__Exercise details__. Reproduce the whole listing below word for word, leaving out the pictures.

__Excerpted records__.
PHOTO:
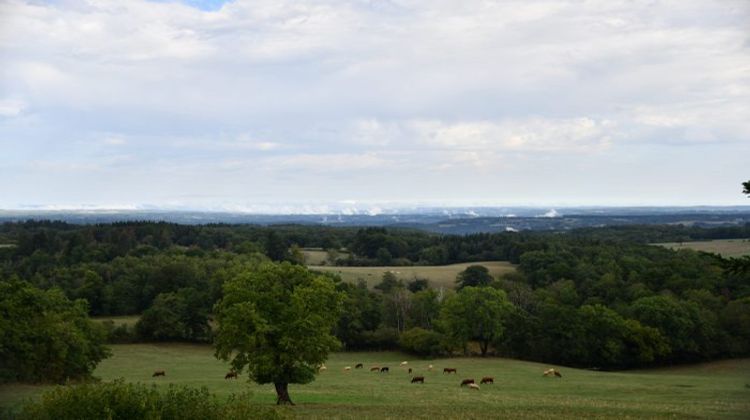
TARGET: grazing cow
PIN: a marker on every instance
(467, 382)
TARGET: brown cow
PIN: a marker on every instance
(467, 382)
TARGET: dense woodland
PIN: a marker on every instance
(595, 298)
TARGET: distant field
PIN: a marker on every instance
(318, 256)
(128, 320)
(438, 275)
(713, 390)
(725, 247)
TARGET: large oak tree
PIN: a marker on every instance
(276, 321)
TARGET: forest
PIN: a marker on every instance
(594, 298)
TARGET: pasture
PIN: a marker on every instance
(713, 390)
(727, 248)
(438, 275)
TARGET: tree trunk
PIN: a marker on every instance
(282, 393)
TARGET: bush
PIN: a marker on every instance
(422, 342)
(120, 400)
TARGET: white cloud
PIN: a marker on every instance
(416, 94)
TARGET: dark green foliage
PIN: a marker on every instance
(181, 315)
(473, 276)
(275, 322)
(120, 400)
(45, 337)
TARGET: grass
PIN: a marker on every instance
(438, 275)
(713, 390)
(129, 320)
(724, 247)
(319, 256)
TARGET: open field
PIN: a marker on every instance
(724, 247)
(713, 390)
(438, 275)
(128, 320)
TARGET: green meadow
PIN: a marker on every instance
(711, 390)
(727, 248)
(438, 275)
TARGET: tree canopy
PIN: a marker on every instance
(276, 322)
(45, 337)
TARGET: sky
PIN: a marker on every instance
(274, 104)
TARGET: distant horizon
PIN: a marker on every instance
(372, 209)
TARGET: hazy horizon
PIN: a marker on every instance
(236, 105)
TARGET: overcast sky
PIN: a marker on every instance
(247, 105)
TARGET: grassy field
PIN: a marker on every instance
(438, 275)
(714, 390)
(128, 320)
(725, 247)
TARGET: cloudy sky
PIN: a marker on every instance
(246, 105)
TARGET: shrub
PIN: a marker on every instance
(120, 400)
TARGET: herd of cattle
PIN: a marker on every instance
(415, 379)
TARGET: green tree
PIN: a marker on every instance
(180, 315)
(473, 276)
(475, 313)
(46, 337)
(276, 321)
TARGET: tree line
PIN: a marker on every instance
(588, 298)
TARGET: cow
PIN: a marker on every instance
(467, 382)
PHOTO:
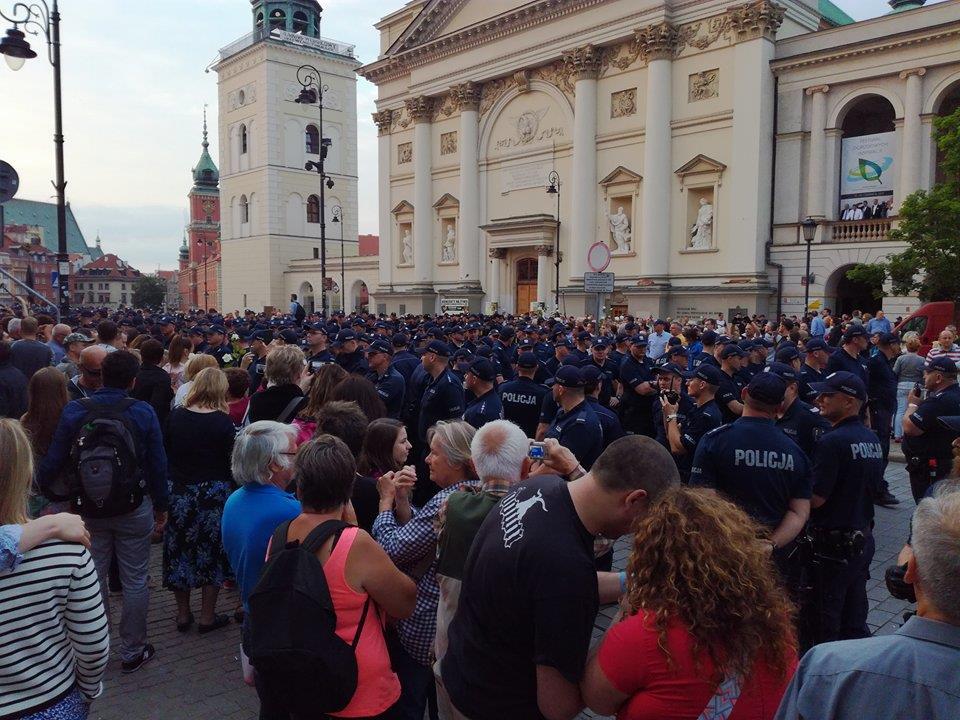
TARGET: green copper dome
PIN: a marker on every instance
(205, 174)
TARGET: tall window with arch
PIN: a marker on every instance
(312, 140)
(313, 209)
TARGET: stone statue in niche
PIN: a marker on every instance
(701, 234)
(448, 251)
(620, 230)
(406, 243)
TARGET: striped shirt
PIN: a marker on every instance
(53, 629)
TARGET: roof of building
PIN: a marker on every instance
(43, 214)
(832, 14)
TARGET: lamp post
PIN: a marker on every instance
(554, 179)
(38, 17)
(337, 213)
(809, 228)
(312, 92)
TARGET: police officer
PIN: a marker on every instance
(847, 468)
(388, 381)
(701, 415)
(609, 422)
(638, 389)
(480, 381)
(576, 425)
(926, 442)
(799, 420)
(522, 397)
(758, 467)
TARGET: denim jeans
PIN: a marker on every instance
(127, 538)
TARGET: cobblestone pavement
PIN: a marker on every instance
(197, 677)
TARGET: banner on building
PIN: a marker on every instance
(868, 171)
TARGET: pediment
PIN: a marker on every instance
(700, 164)
(621, 175)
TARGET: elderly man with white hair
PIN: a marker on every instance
(913, 672)
(262, 463)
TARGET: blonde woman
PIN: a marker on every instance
(199, 441)
(195, 364)
(55, 638)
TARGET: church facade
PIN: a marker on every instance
(524, 144)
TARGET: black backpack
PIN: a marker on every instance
(105, 478)
(290, 629)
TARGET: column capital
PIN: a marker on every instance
(919, 72)
(756, 19)
(466, 96)
(420, 108)
(584, 62)
(656, 42)
(544, 250)
(383, 119)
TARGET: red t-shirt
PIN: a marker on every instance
(634, 664)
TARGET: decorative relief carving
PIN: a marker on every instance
(448, 143)
(758, 18)
(703, 85)
(623, 103)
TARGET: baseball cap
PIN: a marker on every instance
(438, 347)
(841, 382)
(941, 364)
(483, 369)
(527, 360)
(708, 373)
(569, 376)
(767, 388)
(783, 370)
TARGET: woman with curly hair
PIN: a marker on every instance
(703, 615)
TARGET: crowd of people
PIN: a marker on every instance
(419, 512)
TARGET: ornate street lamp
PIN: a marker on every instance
(36, 18)
(311, 92)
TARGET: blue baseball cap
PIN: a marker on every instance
(841, 382)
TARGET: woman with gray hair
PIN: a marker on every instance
(262, 464)
(409, 535)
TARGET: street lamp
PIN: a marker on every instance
(554, 179)
(337, 213)
(312, 92)
(35, 18)
(809, 228)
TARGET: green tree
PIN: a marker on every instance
(149, 291)
(930, 226)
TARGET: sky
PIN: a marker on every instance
(134, 88)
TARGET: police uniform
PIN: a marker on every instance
(391, 389)
(521, 400)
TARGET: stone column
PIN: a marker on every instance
(496, 268)
(656, 43)
(387, 241)
(816, 172)
(469, 241)
(911, 151)
(544, 274)
(421, 111)
(584, 63)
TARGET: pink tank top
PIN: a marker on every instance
(378, 687)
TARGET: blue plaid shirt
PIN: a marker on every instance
(409, 545)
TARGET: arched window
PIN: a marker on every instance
(313, 140)
(300, 22)
(313, 209)
(278, 20)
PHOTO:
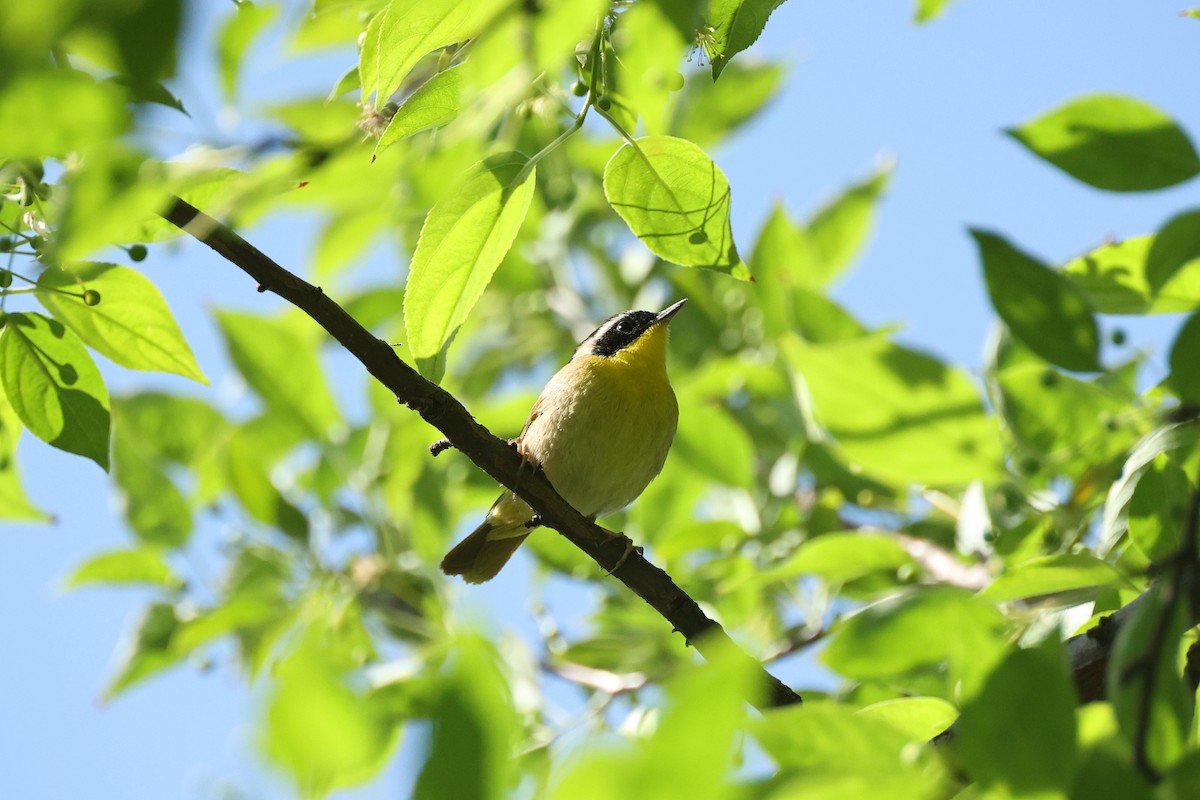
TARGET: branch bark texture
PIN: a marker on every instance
(487, 451)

__Solved exercise__.
PHOTO:
TARGET: grazing cow
PIN: a marker on every instance
(467, 382)
TARGET: brown cow
PIN: a marker on every instance
(467, 382)
TARGET: dense woodland
PIN: a marker on every instance
(595, 298)
TARGET: distant field
PIN: a marker on every instance
(318, 256)
(128, 320)
(438, 275)
(713, 390)
(725, 247)
TARGET: large oak tree
PIN: a marker on every instance
(276, 321)
TARGET: forest
PIN: a marker on every instance
(594, 298)
TARGET: pasture
PIN: a marker on every instance
(713, 390)
(727, 248)
(438, 275)
TARGET: tree trunk
PIN: a marker on every instance
(282, 393)
TARGET: bush
PIN: a marker on every instance
(422, 342)
(120, 400)
TARGET: white cloud
PIN: a marker on every instance
(416, 94)
TARGET: dark green foliage
PIN: a marker on every instance
(181, 315)
(473, 276)
(275, 322)
(120, 400)
(45, 337)
TARGET: grass
PIN: a marker on every instance
(438, 275)
(713, 390)
(129, 320)
(724, 247)
(319, 256)
TARGET: open field
PIN: a marker on every instance
(724, 247)
(713, 390)
(438, 275)
(128, 320)
TARGET: green meadow
PIN: a marker on every instance
(711, 390)
(727, 248)
(438, 275)
TARGET: tree canopy
PIN: a marker on every instance
(276, 322)
(45, 337)
TARGET: sky
PIN: a marker on every instance
(274, 104)
TARGET: distant horizon
PIN: a marker on every instance
(372, 209)
TARGET: hazy horizon
PIN: a marker on every instance
(236, 105)
TARGET: overcast sky
PIN: a marker on every instance
(247, 105)
TARGET: grassy field
PIN: a marker on every instance
(438, 275)
(714, 390)
(128, 320)
(725, 247)
TARGET: cloudy sky
PIN: a marker on every instance
(246, 105)
TARGET: shrub
PIN: a marker on every instance
(120, 400)
TARGET: herd of cattle
PIN: a marker on every instance
(415, 379)
TARGET: green tree
PIN: a marker on every instance
(180, 315)
(473, 276)
(475, 313)
(46, 337)
(276, 321)
TARGET: tree line
PIN: a marker on every instance
(588, 298)
TARGET: cow
PIN: a marker on every instance
(467, 382)
PHOTO:
TARGET: green copper dome
PIN: a marker on every instance
(205, 174)
TARGET: tall window with arch
PIN: a marker on every instance
(312, 140)
(313, 209)
TARGET: stone statue in niche
PIN: a marker on every instance
(701, 234)
(448, 251)
(620, 230)
(406, 243)
TARGET: striped shirt
PIN: a marker on every instance
(53, 629)
TARGET: roof of building
PIN: a marker on every instance
(43, 214)
(832, 14)
TARGET: lamp post
PIN: a marker on every instance
(554, 179)
(38, 17)
(337, 213)
(809, 228)
(312, 92)
TARGET: police officer
PIN: a marker on every instance
(847, 468)
(388, 381)
(701, 415)
(609, 422)
(638, 389)
(480, 381)
(576, 425)
(926, 442)
(799, 420)
(522, 397)
(758, 467)
TARGET: denim jeans
PIN: a marker on every instance
(127, 538)
TARGET: cobblestone pavement
PIN: a marker on every instance
(197, 677)
TARGET: banner on building
PIN: a marker on every instance
(868, 171)
TARGET: pediment
PIN: a marker on every instance
(700, 164)
(621, 175)
TARGET: elderly man with white hair
PIN: a marker on every instance
(913, 672)
(262, 463)
TARGET: blonde woman
PIN: a marker on every instance
(199, 441)
(195, 364)
(55, 638)
TARGET: church facade
PIN: a marker on every instance
(524, 144)
TARGET: black backpack
PIN: a marker on every instance
(105, 478)
(290, 629)
TARGET: column capital
PIN: a marker on every instance
(919, 72)
(756, 19)
(466, 96)
(420, 108)
(584, 62)
(656, 42)
(544, 250)
(383, 119)
TARGET: red t-shirt
PIN: a marker on every instance
(634, 664)
TARGET: decorative relief carving
PIN: a marker on every instance
(448, 143)
(758, 18)
(703, 85)
(623, 103)
TARGET: baseball cap
PIN: a marker on every instance
(438, 347)
(841, 382)
(941, 364)
(483, 369)
(527, 360)
(708, 373)
(569, 376)
(767, 388)
(783, 370)
TARGET: woman with curly hair
PIN: a marker on every instance
(703, 615)
TARGET: crowd of people
PIN: a marker on every instance
(419, 512)
TARGET: ornate street lamp
PIN: a marker on every instance
(36, 18)
(311, 92)
TARGET: blue baseball cap
PIN: a marker on every instance
(841, 382)
TARGET: woman with gray hair
PIN: a marker on every instance
(262, 464)
(409, 535)
TARGET: street lamp
PIN: a marker on every instance
(554, 179)
(337, 213)
(312, 92)
(35, 18)
(809, 228)
TARGET: green tree
PIN: a marker on every instance
(149, 291)
(930, 226)
TARGET: sky
PIN: a marker on every instance
(134, 88)
TARGET: police uniform
PIN: a marker on every instance
(391, 389)
(521, 400)
TARGET: stone column
PIN: a marker on every instance
(496, 268)
(656, 43)
(387, 241)
(816, 172)
(469, 241)
(911, 151)
(544, 274)
(421, 111)
(584, 63)
TARGET: pink tank top
PIN: a marker on every instance
(378, 687)
TARGET: blue plaid shirt
PIN: a marker on every instance
(409, 545)
TARGET: arched window
PIN: a marker on every instance
(313, 140)
(300, 22)
(313, 209)
(278, 20)
PHOTO:
TARGET: branch bark texture
PIN: a marker on every instance
(487, 451)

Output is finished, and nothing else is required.